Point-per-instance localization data
Content starts

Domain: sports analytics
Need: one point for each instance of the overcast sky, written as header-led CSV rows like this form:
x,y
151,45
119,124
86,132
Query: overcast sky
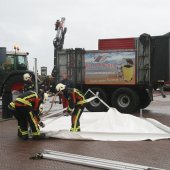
x,y
30,23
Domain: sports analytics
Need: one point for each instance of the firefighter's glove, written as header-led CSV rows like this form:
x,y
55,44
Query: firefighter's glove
x,y
41,124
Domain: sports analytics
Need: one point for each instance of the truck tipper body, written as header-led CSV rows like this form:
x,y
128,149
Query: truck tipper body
x,y
124,71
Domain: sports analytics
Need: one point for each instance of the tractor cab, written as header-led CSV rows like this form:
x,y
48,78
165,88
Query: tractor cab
x,y
15,61
11,61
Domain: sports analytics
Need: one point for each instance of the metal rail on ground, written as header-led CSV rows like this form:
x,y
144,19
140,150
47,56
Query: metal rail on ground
x,y
90,161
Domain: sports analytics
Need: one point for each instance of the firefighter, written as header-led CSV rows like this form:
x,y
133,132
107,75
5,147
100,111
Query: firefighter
x,y
28,84
75,107
26,110
69,84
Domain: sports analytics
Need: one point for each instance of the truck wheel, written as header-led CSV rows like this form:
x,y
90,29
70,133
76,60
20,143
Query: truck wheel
x,y
145,99
125,100
6,99
96,105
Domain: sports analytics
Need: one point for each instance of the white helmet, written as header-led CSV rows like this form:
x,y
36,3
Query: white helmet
x,y
60,87
26,76
41,108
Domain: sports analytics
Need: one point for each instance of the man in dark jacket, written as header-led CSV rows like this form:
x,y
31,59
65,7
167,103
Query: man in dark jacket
x,y
69,84
28,84
26,110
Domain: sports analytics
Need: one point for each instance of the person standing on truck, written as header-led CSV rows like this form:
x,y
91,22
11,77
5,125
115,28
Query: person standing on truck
x,y
75,107
26,110
69,84
28,84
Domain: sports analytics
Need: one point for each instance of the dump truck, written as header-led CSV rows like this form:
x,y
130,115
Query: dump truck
x,y
124,71
13,64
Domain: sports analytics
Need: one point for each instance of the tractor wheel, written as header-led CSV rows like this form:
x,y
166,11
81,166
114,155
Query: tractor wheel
x,y
125,100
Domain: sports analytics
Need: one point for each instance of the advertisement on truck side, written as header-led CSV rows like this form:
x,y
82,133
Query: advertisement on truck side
x,y
116,67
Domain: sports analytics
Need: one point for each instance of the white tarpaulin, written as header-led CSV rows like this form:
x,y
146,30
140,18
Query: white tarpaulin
x,y
107,126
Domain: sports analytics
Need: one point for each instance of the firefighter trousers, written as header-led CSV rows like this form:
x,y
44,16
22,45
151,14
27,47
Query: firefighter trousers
x,y
25,117
75,118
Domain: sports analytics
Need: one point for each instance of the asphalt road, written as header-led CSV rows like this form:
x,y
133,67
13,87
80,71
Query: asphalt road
x,y
15,153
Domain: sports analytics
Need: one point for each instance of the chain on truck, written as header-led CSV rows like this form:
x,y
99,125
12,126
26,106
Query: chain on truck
x,y
13,65
124,71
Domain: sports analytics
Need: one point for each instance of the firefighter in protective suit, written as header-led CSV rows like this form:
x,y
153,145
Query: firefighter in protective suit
x,y
26,110
75,107
28,84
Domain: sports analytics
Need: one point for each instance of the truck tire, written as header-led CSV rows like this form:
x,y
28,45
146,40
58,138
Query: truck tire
x,y
6,99
96,105
125,100
145,99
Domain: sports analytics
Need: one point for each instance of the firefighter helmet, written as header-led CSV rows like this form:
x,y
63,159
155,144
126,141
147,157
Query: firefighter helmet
x,y
41,108
60,87
26,77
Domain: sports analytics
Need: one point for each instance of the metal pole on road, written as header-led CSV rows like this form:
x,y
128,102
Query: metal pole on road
x,y
36,78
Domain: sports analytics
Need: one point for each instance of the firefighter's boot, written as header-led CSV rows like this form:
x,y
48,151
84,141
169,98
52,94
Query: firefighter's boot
x,y
76,129
39,137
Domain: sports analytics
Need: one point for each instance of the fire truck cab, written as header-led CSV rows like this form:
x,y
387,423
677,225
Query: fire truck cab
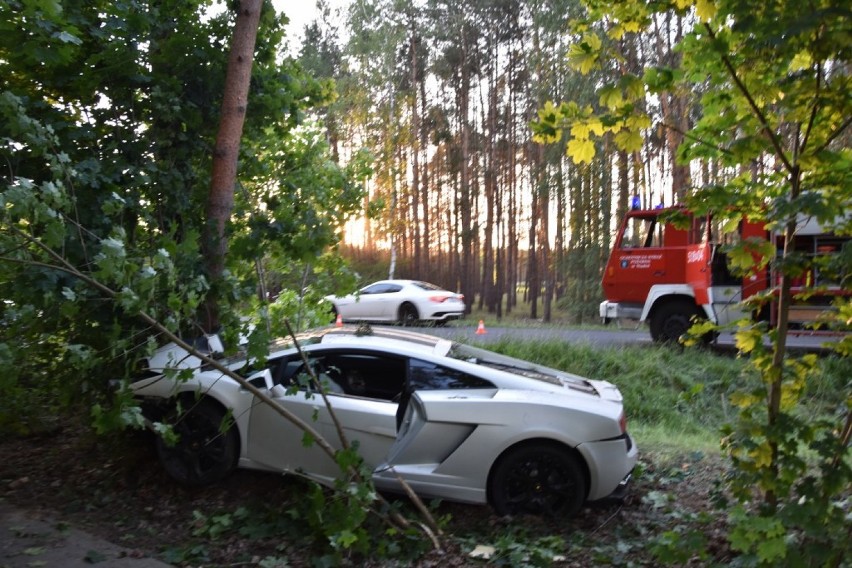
x,y
668,275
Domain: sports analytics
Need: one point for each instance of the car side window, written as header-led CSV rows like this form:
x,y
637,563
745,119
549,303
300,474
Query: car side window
x,y
381,289
369,375
294,375
429,376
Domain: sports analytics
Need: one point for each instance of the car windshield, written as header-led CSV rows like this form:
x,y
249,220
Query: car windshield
x,y
238,360
518,367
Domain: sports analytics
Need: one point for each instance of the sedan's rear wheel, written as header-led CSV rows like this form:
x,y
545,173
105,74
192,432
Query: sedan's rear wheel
x,y
205,452
538,479
408,314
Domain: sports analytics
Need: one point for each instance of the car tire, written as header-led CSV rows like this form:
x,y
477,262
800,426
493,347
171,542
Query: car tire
x,y
204,452
540,479
671,320
408,314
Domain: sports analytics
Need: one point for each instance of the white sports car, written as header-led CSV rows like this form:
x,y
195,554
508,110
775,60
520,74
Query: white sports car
x,y
403,301
454,421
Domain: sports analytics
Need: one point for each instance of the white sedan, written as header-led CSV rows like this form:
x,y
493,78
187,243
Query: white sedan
x,y
403,301
454,421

Content ends

EXERCISE – The records are to be returned verbatim. Skip any picture they contain.

REPLY TO THE TASK –
Domain: sports analytics
Need: one point for each instance of the overcast sky, written as header-led CSV rows like this form:
x,y
151,45
119,124
86,132
Query: overcast sky
x,y
30,23
Domain: sports analytics
Need: one point for each instance of the firefighter's glove, written as header-led CSV rows like this form:
x,y
55,44
Query: firefighter's glove
x,y
41,124
Domain: sports analytics
Need: one point for each instance of the truck tipper body, written as header-led CSV rows like this form:
x,y
128,149
Query: truck tipper body
x,y
124,71
Domain: sports analytics
Need: one point for each instance of the tractor cab, written as header-led CSV rows like this form:
x,y
48,78
165,88
Query: tractor cab
x,y
15,61
11,61
Domain: sports analytics
Need: one point for each instance of the metal rail on ground, written as header-led CSV rows like this form:
x,y
144,19
140,150
47,56
Query: metal rail on ground
x,y
90,161
Domain: sports analytics
Need: one point for each instance of the firefighter, written as header-led CSV rows like this form:
x,y
133,132
107,75
5,147
100,111
Query: firefighter
x,y
28,84
75,107
26,110
69,84
Domain: sports analytics
Need: one point for each instance of the truck wheel, written as header-led CSV rows like this form:
x,y
90,29
70,133
76,60
20,143
Query: truck wheel
x,y
145,99
125,100
6,99
96,105
Domain: sports analytics
Need: one point for each instance of the white helmet, written as header-led CSV rows like this form:
x,y
36,3
Query: white helmet
x,y
60,87
26,76
41,108
Domain: sports analytics
Need: one point for each instance of the man in dark jacket, written as header-led CSV rows like this form:
x,y
31,59
65,7
167,103
Query: man in dark jacket
x,y
69,84
28,84
26,110
Domain: sports analytics
Need: one point for each instance of the person standing on truck, written as header-led CSV rows like this form:
x,y
91,22
11,77
5,125
115,28
Query: person standing on truck
x,y
75,107
26,110
69,84
28,84
Domain: sports analytics
Need: one point for each instance of the dump truck, written as header-led CSV rows like this form:
x,y
130,115
Query: dump truck
x,y
124,71
13,64
Domain: sports analytics
Need: one point for each instance of the tractor wheel, written as header-led CSV rows like this form:
x,y
166,11
81,166
114,155
Query: tractor wheel
x,y
125,100
Domain: sports analytics
Need: one point for each instance of the advertisement on truck side, written as header-led CSV rows like this form:
x,y
82,133
Query: advertisement on truck side
x,y
116,67
Domain: sports analytics
Need: one point for each instance of the white tarpaulin, written as header-led CSV rows like this form:
x,y
146,30
140,18
Query: white tarpaulin
x,y
107,126
Domain: sports analytics
Need: one point for each instance of the firefighter trousers, written as header-led CSV rows like this form:
x,y
44,16
22,45
151,14
27,47
Query: firefighter trousers
x,y
25,117
75,118
Domain: sports analytics
Need: one point for each instance of the asphalt road, written as header-led CSV rows like this form:
x,y
133,67
13,87
80,71
Query: asphalt road
x,y
15,153
Domain: sports analytics
Need: one point for each instance of the chain on truck, written as header-led CSV rows like this form:
x,y
99,125
12,126
26,106
Query: chain on truck
x,y
13,65
124,71
Domain: sports analytics
Need: one point for each instance of the firefighter in protective suit, written as header-led CSV rows like this form:
x,y
153,145
Query: firefighter in protective suit
x,y
26,110
75,107
28,84
Domain: sports analytics
Need: one point for each instance of the truck tire, written as header-led CSV rows like this form:
x,y
28,45
146,40
58,138
Query: truck tire
x,y
6,99
96,105
125,100
145,99
Domain: sports analytics
Need: one point for each instance of the firefighter helmet, written as header-led CSV rows like this form:
x,y
63,159
155,144
126,141
147,157
Query: firefighter helmet
x,y
41,108
60,87
26,77
Domain: sports analytics
Need: one point for each instance of the metal pole on road, written as header-led CSV rows like this form:
x,y
128,102
Query: metal pole on road
x,y
36,78
Domain: sports analytics
Need: one point for each instance of the firefighter's boot, written as header-led CSV rows like this form:
x,y
48,151
84,141
169,98
52,94
Query: firefighter's boot
x,y
76,129
39,137
Domain: sports analytics
Need: one point for each instance of the fire truck cab, written as header-led CSV rows like this form:
x,y
387,423
677,225
Query: fire truck cab
x,y
668,275
Domain: sports analytics
Need: one point for each instance of the car side window, written as header-led CSV rows like this form:
x,y
637,563
745,119
549,303
300,474
Query: car side window
x,y
381,289
369,375
294,375
429,376
Domain: sports analytics
Need: one point for each instance of the car windshield, written as header-led CSV rows like this form:
x,y
249,220
Query: car windshield
x,y
238,360
518,367
Domain: sports analytics
Need: one point for each instance of the sedan's rear wheel, written as header-led CSV rows like this form:
x,y
545,173
105,74
192,432
Query: sedan's rear wheel
x,y
205,452
538,479
408,314
Domain: sports analytics
Need: one point for each instance of the car tire, written as header-led CSV rows like this form:
x,y
477,262
800,426
493,347
171,542
Query: car tire
x,y
204,452
540,479
671,320
408,314
Domain: sports analytics
Need: one point for each instance of the white sports car, written as header-led CSV rows like this form:
x,y
195,554
508,110
775,60
520,74
Query: white sports car
x,y
403,301
454,421
Domain: sports analytics
Need: one point for each instance of the white sedan, written as header-led CSV rows like this form:
x,y
493,78
187,243
Query: white sedan
x,y
403,301
454,421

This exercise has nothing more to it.